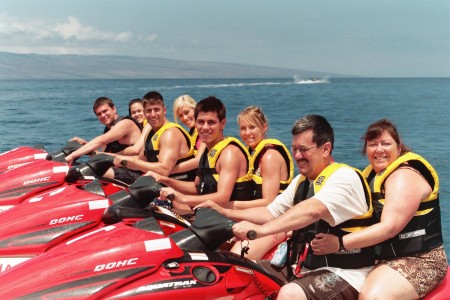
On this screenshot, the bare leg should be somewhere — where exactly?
[359,265,419,300]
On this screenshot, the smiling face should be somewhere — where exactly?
[366,130,401,173]
[292,130,332,180]
[239,117,267,149]
[195,111,226,149]
[130,102,145,124]
[144,102,166,131]
[177,105,195,128]
[94,104,117,127]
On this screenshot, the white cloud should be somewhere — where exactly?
[0,13,158,54]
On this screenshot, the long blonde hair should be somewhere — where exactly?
[173,95,197,124]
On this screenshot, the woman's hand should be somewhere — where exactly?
[144,171,162,182]
[311,233,339,255]
[159,187,183,203]
[233,221,264,240]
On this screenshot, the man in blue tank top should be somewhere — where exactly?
[104,91,195,184]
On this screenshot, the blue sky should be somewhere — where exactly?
[0,0,450,77]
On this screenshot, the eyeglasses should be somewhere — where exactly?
[291,145,317,155]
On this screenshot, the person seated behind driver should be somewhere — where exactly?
[146,96,253,209]
[312,119,448,299]
[227,106,294,260]
[195,115,374,300]
[169,95,206,173]
[65,97,141,164]
[104,91,195,184]
[128,98,147,128]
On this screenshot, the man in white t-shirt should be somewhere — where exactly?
[197,115,374,299]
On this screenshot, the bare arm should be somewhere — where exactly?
[122,124,152,156]
[172,143,206,173]
[233,198,333,240]
[118,128,186,176]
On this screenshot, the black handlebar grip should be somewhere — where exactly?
[247,230,256,240]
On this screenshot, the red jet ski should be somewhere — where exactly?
[0,176,190,272]
[0,141,82,174]
[0,208,282,300]
[0,154,127,214]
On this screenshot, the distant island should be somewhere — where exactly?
[0,52,348,80]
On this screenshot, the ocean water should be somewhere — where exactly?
[0,78,450,257]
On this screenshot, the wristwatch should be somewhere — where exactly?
[338,236,347,252]
[120,159,128,167]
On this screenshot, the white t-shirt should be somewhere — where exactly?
[267,167,373,292]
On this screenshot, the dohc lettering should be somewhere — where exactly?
[50,215,84,225]
[23,176,50,185]
[94,257,138,272]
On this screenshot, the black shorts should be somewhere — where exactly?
[112,167,144,184]
[257,260,359,300]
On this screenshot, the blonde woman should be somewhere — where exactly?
[173,95,206,172]
[229,106,294,259]
[128,98,147,128]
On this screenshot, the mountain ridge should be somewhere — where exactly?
[0,52,349,80]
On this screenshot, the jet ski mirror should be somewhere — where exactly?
[130,176,162,207]
[66,153,114,183]
[45,141,83,162]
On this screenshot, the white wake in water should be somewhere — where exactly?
[294,75,330,84]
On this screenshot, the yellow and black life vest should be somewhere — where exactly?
[250,139,294,199]
[144,122,196,181]
[189,127,201,155]
[197,137,254,200]
[290,163,375,270]
[363,152,443,259]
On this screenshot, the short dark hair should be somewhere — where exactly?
[92,97,115,113]
[142,91,164,106]
[291,115,334,150]
[361,119,411,155]
[128,98,144,116]
[194,96,227,122]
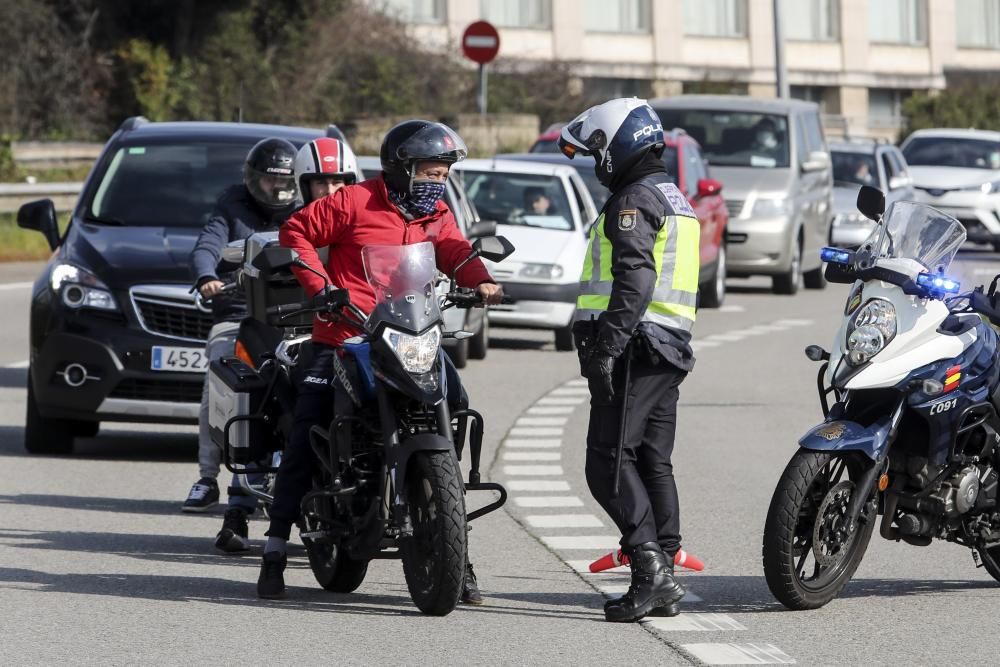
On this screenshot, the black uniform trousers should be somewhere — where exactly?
[267,343,469,540]
[586,346,687,559]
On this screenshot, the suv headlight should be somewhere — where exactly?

________

What the task requires: Extract each line of the records above that contains the string "shirt", copying every such line in full.

Written response:
On this screenshot, the man in white t-shirt should be somewhere — where exactly?
On this screenshot, the white t-shirt should be somewhere — where exactly?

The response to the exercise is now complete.